**Dataset records**

+ + + +

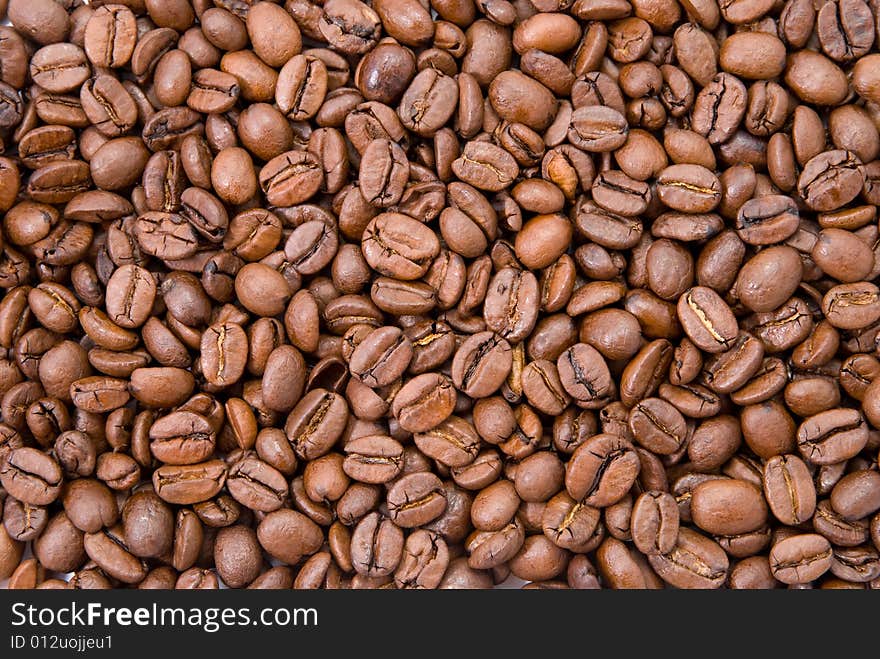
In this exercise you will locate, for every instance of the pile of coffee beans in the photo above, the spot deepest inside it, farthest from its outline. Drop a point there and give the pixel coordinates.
(433, 293)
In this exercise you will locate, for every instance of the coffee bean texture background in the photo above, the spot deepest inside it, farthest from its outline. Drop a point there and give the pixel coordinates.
(421, 294)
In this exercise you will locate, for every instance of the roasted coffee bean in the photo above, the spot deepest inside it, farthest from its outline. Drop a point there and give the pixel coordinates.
(381, 267)
(800, 558)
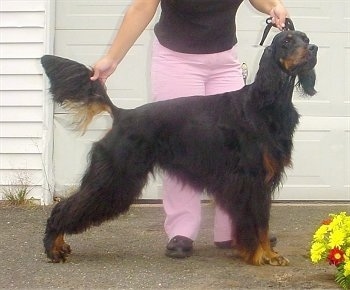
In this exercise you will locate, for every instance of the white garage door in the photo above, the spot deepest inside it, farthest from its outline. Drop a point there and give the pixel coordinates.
(321, 157)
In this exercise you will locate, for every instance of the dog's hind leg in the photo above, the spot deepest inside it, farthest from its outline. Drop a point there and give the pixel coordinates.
(253, 236)
(250, 209)
(110, 185)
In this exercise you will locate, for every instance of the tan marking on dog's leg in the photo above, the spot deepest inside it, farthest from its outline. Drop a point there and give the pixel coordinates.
(60, 249)
(265, 255)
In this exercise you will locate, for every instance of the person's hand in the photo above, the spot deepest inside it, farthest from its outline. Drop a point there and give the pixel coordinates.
(279, 14)
(103, 69)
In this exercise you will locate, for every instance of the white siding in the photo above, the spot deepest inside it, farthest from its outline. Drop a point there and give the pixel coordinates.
(23, 138)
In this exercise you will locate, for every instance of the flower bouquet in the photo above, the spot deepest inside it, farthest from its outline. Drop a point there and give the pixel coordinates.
(331, 242)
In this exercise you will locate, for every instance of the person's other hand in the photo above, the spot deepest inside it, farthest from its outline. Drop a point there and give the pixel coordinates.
(279, 15)
(103, 69)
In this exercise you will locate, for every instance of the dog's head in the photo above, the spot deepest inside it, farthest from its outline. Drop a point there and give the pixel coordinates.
(297, 57)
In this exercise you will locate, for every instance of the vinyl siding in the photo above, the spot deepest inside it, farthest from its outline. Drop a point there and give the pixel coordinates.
(23, 145)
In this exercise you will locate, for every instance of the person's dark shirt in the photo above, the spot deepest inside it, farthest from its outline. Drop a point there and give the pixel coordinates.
(197, 26)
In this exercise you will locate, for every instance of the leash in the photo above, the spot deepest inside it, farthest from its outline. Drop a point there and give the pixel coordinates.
(288, 26)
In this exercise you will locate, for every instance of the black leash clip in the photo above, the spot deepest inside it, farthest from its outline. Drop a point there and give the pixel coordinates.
(288, 26)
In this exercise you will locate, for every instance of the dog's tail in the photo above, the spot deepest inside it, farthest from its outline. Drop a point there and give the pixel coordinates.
(72, 88)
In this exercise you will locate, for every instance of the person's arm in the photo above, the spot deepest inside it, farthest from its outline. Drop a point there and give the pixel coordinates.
(274, 8)
(136, 19)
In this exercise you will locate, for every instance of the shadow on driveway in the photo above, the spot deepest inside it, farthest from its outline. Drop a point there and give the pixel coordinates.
(128, 253)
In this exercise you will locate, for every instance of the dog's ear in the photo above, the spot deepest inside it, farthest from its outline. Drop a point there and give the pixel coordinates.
(70, 80)
(307, 81)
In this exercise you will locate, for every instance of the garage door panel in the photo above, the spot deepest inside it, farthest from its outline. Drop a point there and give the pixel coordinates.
(317, 170)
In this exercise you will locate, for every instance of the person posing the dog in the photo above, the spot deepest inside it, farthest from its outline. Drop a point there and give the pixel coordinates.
(194, 53)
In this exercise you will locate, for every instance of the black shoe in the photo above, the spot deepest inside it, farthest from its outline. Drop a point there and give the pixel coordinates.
(179, 247)
(229, 245)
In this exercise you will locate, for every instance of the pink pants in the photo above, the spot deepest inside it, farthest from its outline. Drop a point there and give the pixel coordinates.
(174, 75)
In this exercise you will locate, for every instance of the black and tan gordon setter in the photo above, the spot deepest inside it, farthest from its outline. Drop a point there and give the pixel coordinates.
(234, 145)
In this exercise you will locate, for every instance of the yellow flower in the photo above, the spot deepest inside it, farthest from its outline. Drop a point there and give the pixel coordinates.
(347, 269)
(317, 252)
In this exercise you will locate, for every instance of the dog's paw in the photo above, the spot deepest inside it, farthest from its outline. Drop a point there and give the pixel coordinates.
(277, 260)
(59, 251)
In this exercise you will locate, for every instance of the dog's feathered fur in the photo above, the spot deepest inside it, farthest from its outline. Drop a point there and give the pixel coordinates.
(235, 145)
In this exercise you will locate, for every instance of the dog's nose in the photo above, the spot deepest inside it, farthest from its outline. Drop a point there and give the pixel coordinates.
(313, 47)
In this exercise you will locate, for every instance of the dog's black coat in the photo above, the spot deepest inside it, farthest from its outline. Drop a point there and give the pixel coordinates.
(234, 145)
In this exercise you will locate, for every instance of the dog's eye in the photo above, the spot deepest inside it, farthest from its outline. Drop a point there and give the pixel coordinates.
(285, 43)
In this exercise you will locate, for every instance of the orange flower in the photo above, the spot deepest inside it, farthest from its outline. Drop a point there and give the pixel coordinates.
(335, 256)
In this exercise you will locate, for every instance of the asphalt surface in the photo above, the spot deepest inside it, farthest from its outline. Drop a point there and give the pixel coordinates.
(128, 253)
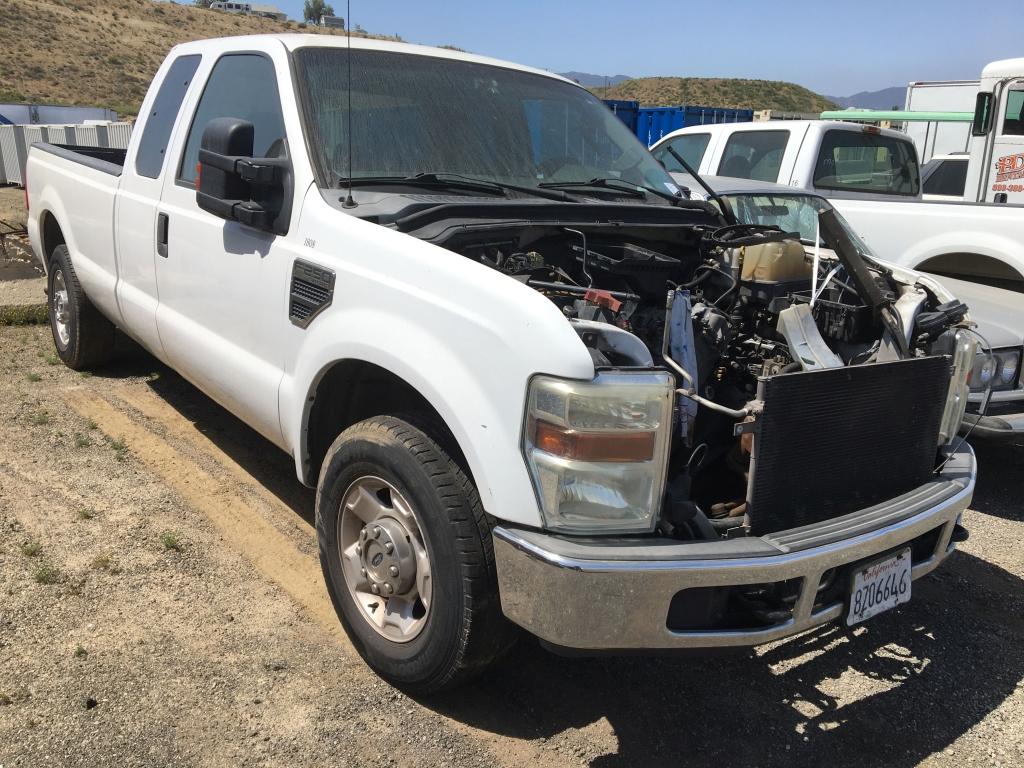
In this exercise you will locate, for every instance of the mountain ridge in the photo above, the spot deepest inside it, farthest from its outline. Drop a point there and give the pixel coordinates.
(725, 92)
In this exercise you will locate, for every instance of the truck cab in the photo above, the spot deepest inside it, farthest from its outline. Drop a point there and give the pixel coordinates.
(995, 173)
(834, 159)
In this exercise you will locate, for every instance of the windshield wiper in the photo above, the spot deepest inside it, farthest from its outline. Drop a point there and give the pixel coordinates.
(613, 184)
(712, 195)
(455, 181)
(598, 183)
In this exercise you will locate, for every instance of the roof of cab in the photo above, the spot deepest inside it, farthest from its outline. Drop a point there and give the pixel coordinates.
(778, 125)
(295, 41)
(1006, 68)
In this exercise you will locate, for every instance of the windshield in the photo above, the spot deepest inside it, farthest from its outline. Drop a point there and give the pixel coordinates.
(421, 115)
(793, 213)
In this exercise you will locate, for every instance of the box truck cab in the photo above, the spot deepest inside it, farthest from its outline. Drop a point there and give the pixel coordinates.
(995, 173)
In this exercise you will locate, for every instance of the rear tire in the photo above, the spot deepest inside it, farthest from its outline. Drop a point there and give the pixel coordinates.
(425, 616)
(83, 337)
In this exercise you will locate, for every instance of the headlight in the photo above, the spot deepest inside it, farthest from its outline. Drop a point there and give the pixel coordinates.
(983, 371)
(964, 360)
(997, 370)
(597, 451)
(1006, 375)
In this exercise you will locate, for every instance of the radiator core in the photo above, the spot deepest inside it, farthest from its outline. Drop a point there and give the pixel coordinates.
(837, 440)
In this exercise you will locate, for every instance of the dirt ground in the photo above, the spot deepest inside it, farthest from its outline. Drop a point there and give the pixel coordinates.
(12, 206)
(161, 604)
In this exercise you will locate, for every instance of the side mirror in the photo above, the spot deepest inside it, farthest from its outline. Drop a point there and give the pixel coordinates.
(982, 115)
(235, 185)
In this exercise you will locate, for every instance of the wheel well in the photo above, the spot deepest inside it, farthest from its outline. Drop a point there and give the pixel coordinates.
(971, 266)
(353, 390)
(51, 236)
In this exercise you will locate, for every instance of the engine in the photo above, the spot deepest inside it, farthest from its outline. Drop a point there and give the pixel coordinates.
(726, 308)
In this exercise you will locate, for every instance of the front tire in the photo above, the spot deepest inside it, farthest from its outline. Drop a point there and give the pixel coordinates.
(408, 558)
(83, 337)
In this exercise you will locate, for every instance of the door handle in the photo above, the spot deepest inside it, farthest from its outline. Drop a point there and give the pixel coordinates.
(162, 235)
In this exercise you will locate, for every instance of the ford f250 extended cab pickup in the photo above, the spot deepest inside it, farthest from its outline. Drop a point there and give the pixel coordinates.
(531, 384)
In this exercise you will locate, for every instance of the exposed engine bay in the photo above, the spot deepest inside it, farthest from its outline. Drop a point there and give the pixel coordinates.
(725, 308)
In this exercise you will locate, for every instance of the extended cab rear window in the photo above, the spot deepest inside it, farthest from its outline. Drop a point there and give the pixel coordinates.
(153, 145)
(855, 161)
(755, 155)
(243, 86)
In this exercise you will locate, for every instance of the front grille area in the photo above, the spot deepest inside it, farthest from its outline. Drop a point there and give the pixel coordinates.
(838, 440)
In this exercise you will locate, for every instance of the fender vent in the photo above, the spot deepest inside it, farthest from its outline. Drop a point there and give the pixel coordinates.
(311, 293)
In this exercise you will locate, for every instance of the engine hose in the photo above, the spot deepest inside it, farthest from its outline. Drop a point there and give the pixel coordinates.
(706, 272)
(759, 233)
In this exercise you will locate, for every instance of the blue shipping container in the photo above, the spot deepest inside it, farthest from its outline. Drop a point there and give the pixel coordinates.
(625, 111)
(651, 123)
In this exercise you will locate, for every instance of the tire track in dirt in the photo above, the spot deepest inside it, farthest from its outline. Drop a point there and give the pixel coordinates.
(272, 553)
(245, 529)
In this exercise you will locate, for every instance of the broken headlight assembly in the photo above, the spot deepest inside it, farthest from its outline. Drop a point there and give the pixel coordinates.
(597, 451)
(996, 370)
(964, 357)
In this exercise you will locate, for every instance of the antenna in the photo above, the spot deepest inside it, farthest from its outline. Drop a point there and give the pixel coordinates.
(349, 202)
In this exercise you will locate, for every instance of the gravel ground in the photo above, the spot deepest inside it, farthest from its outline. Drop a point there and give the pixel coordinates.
(161, 605)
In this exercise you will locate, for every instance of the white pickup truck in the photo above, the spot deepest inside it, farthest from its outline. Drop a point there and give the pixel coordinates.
(531, 383)
(871, 176)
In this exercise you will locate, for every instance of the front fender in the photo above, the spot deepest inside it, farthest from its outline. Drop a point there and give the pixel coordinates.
(467, 338)
(992, 245)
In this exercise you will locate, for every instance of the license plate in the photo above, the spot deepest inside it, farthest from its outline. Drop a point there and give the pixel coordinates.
(879, 587)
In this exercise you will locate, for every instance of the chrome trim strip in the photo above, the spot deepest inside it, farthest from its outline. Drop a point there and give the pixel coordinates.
(605, 604)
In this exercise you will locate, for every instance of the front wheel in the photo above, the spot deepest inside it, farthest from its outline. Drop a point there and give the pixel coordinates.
(83, 337)
(407, 553)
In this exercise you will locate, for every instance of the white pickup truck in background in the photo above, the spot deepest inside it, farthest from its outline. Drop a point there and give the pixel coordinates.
(872, 177)
(532, 384)
(995, 377)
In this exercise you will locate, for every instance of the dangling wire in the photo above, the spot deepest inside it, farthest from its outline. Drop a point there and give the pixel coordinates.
(349, 201)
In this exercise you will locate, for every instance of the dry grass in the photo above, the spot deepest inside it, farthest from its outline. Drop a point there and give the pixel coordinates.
(103, 52)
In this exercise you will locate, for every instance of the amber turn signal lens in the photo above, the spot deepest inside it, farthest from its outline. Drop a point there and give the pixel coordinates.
(593, 446)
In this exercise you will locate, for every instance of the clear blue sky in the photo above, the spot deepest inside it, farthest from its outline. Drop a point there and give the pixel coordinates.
(832, 47)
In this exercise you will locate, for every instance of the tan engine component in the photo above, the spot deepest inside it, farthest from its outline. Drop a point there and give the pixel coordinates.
(775, 261)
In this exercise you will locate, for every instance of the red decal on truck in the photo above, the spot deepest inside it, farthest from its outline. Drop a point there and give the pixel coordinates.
(1010, 167)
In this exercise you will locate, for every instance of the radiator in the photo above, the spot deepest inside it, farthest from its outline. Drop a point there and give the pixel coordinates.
(833, 441)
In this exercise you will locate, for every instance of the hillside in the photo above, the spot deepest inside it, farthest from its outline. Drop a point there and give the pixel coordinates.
(102, 52)
(731, 92)
(887, 98)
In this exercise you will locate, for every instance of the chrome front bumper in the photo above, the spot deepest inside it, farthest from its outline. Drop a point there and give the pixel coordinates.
(600, 595)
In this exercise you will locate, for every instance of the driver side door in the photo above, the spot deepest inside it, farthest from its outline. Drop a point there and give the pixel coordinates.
(222, 285)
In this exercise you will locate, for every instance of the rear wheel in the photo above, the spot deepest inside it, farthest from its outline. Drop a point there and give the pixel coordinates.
(408, 558)
(83, 337)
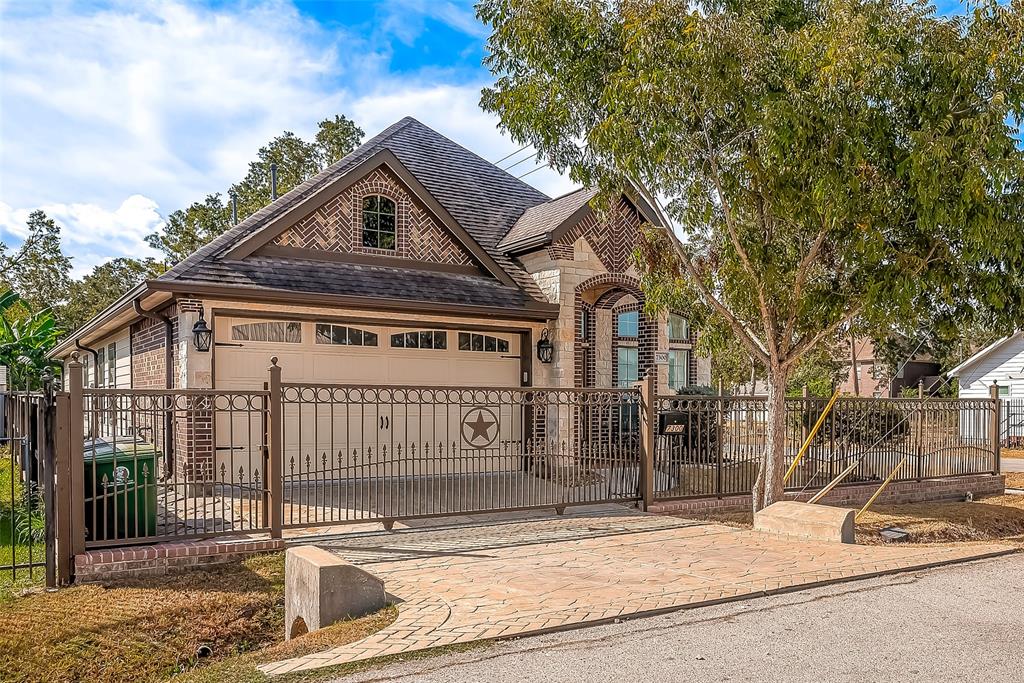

+ + + +

**Given problem**
Pull out every line of the records above that contains the string "windshield", matching case exactly.

**Response below**
In this exercise you will locate, for every instance of the windshield wiper in the photo above, the spot deepest inside it, farthest from its outline. Drop a point there and give the pixel coordinates.
In this exercise you will locate, for every instance of the windshield in the photo above, the spot deepest inside it, farthest from its outline. Drop a point there and give the pixel coordinates.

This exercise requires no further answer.